TASK INPUT:
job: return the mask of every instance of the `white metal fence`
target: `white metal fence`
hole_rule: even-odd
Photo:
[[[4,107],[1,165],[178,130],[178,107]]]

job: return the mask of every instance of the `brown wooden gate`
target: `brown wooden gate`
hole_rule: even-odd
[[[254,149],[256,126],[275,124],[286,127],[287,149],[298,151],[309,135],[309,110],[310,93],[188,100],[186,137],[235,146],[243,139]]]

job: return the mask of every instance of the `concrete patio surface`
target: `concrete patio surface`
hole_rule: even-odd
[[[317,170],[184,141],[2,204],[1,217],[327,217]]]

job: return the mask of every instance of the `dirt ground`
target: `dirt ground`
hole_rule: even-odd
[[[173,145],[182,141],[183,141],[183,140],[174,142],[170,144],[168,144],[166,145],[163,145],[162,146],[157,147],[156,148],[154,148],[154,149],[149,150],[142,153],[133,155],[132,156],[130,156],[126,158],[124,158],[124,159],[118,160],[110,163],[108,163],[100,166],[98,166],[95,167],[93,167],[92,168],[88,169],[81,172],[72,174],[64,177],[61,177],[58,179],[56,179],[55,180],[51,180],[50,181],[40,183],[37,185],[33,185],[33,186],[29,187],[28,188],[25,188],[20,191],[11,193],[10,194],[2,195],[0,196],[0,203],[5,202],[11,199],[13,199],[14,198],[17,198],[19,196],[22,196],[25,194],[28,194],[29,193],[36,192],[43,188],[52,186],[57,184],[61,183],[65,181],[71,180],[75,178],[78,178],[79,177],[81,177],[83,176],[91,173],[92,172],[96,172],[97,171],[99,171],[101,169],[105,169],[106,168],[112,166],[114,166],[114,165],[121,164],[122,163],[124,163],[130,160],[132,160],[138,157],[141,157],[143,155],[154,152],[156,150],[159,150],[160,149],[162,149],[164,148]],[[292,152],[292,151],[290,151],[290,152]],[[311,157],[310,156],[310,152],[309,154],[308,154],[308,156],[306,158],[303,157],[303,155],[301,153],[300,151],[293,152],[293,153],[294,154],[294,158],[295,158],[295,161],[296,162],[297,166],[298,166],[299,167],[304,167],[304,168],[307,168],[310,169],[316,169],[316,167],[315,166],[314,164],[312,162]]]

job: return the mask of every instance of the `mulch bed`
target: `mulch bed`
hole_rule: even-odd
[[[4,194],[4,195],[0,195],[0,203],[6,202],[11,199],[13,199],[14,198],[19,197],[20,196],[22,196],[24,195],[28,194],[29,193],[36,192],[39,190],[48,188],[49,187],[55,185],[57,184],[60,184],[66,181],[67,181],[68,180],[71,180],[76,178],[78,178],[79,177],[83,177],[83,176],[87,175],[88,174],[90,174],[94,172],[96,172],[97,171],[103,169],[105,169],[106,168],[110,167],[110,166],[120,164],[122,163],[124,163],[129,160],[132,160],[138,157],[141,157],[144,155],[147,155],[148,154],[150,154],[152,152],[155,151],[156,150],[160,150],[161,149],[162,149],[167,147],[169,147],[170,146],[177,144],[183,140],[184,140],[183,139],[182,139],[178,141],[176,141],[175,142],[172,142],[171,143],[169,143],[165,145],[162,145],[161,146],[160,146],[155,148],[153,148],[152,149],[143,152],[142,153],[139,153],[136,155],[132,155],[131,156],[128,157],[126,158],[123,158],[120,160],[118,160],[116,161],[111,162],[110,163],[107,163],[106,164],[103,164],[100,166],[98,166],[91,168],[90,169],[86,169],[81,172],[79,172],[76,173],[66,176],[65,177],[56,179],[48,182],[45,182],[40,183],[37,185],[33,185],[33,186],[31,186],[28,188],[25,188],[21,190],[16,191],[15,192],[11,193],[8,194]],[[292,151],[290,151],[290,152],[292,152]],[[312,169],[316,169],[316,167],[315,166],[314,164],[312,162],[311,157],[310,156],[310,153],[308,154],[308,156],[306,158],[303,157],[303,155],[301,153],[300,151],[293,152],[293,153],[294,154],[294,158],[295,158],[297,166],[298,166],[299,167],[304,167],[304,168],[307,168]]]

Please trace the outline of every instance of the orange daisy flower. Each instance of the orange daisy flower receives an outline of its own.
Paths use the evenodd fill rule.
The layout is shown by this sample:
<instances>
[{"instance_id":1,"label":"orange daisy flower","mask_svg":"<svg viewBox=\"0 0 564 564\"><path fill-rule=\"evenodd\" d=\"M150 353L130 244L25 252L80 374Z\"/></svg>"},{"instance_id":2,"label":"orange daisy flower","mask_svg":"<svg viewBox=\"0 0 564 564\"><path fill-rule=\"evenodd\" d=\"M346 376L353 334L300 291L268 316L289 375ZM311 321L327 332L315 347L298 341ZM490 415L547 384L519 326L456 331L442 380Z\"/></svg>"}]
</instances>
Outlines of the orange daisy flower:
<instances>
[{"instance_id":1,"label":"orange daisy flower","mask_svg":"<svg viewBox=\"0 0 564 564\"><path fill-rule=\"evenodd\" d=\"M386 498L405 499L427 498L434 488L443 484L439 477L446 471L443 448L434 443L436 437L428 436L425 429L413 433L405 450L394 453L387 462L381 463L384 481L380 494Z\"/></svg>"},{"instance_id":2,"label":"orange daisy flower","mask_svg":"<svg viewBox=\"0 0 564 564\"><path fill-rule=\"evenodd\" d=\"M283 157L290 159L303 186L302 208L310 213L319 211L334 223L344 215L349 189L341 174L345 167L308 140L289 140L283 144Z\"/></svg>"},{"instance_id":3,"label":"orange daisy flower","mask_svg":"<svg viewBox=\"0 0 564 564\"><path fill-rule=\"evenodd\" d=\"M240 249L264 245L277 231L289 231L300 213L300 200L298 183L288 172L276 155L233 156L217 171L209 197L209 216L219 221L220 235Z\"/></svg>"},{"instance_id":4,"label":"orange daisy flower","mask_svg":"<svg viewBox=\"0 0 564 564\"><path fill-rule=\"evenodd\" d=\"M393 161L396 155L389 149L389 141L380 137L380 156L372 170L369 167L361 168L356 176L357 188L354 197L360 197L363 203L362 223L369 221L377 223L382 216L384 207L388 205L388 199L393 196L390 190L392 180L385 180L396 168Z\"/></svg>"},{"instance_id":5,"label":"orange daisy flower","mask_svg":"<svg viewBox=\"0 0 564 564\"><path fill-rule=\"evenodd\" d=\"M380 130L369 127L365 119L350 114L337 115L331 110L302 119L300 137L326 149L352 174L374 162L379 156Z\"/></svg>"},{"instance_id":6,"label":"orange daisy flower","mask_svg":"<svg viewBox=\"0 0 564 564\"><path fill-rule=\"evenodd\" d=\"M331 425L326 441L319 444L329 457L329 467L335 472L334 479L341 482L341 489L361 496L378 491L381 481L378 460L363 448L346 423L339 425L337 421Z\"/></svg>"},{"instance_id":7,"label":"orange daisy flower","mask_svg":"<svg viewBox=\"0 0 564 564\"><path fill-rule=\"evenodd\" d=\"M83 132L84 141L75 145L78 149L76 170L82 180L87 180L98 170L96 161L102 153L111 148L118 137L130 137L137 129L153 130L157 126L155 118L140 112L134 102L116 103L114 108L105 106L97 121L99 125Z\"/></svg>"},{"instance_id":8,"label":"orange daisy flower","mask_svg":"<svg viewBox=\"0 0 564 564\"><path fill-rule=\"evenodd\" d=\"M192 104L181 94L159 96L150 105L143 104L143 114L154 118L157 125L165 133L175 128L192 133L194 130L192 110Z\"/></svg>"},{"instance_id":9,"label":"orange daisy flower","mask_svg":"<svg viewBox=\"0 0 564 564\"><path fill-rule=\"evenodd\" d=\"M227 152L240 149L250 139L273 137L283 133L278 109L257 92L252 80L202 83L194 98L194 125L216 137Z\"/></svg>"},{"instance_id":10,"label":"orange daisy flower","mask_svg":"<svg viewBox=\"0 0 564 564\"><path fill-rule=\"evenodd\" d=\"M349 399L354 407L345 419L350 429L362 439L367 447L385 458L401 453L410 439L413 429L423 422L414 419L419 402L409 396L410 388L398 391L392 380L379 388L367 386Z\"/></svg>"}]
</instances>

WHAT THE EXERCISE ASKS: Please gather every line of the records above that contains the string "dirt".

EXERCISE RESULT:
job: return the mask of every instance of the `dirt ground`
target: `dirt ground`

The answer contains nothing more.